Starting from the line that contains "wall and give integer pixel coordinates.", reproduce each line exactly through the end of the material, and include no other lines.

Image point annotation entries
################

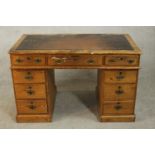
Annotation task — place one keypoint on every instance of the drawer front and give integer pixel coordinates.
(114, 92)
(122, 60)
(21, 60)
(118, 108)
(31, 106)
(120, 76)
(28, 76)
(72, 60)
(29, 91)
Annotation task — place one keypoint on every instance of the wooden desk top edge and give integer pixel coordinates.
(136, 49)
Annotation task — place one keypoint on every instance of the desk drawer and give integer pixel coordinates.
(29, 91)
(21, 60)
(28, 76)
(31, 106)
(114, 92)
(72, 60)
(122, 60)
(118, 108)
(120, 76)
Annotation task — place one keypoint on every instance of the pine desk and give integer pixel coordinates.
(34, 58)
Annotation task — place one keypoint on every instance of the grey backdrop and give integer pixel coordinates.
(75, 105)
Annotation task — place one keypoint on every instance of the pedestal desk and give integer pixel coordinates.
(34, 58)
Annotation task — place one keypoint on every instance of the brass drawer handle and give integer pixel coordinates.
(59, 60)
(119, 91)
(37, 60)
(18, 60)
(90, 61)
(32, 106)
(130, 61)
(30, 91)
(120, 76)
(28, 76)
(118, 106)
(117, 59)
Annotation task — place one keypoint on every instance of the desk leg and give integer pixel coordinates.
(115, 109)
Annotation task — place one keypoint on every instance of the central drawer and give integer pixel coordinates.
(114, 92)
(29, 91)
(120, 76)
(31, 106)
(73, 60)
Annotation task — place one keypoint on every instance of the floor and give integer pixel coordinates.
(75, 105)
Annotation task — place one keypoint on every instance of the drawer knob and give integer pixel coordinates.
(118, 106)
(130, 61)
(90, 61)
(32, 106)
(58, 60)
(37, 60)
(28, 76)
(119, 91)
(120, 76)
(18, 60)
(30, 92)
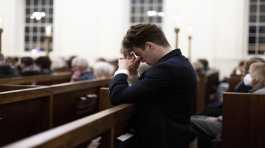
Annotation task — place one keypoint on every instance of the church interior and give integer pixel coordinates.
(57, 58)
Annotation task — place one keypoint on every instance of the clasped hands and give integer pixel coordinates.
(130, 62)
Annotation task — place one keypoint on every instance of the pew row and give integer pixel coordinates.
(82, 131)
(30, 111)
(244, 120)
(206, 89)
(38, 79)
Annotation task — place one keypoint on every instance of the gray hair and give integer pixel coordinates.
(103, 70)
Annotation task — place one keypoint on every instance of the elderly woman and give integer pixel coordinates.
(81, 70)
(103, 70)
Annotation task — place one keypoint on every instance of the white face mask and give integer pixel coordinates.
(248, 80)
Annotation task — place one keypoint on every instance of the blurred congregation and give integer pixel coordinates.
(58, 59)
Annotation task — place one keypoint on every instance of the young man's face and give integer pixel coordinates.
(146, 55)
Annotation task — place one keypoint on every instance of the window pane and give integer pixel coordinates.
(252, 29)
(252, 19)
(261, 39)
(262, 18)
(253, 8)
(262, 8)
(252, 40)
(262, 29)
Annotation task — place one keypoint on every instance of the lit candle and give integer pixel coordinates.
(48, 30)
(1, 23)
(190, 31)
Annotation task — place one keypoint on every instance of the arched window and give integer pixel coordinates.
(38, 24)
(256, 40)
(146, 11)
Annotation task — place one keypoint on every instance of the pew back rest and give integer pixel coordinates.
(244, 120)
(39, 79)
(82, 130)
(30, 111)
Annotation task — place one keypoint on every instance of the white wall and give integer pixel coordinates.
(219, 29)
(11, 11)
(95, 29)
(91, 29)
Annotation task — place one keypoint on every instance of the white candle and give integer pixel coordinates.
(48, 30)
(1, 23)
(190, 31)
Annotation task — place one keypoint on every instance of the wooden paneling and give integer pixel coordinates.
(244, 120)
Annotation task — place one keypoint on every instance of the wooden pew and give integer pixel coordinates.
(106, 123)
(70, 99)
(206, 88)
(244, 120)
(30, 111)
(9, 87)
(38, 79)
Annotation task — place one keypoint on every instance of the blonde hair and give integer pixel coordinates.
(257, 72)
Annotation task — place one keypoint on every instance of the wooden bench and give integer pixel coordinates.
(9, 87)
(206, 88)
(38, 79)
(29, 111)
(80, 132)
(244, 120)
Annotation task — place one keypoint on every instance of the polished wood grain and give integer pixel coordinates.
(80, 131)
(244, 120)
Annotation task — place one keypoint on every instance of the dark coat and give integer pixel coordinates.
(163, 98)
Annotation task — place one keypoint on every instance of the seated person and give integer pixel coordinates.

################

* [Finished answer]:
Annotation task — place one keypoint on every instance of the white wall and give integer pixel coordinates.
(219, 29)
(11, 11)
(95, 29)
(91, 29)
Annotation task — place one keypoint on every instance of the white candle and give integer pixel coordinates.
(48, 30)
(1, 23)
(190, 31)
Annotation task — place one keypoint on every instance of the wooden paneling and give integer pixel coordinates.
(244, 120)
Annotation task — place one keypoint on every instance of the wooden pew and give integer pixel coordinates.
(106, 123)
(70, 99)
(206, 88)
(244, 120)
(30, 111)
(9, 87)
(38, 79)
Annotation task — place one keypoint on every instance of the blonde hair and give integer pixel coordinates.
(257, 72)
Annotation task — place one keypoint on every instance of the wooden bench and give integer pixel coordinates.
(9, 87)
(206, 88)
(38, 79)
(29, 111)
(80, 132)
(244, 120)
Annotation task — place one keypoint on every instance of the polished wood grain and give integer pixel coordinates.
(80, 131)
(244, 120)
Annotation task — place one keypoint on every instance of the dark coat and give integer pixel coordinates.
(163, 98)
Annotation task — place one keypoint on every instance of the seated person and give integer pixel coordinates.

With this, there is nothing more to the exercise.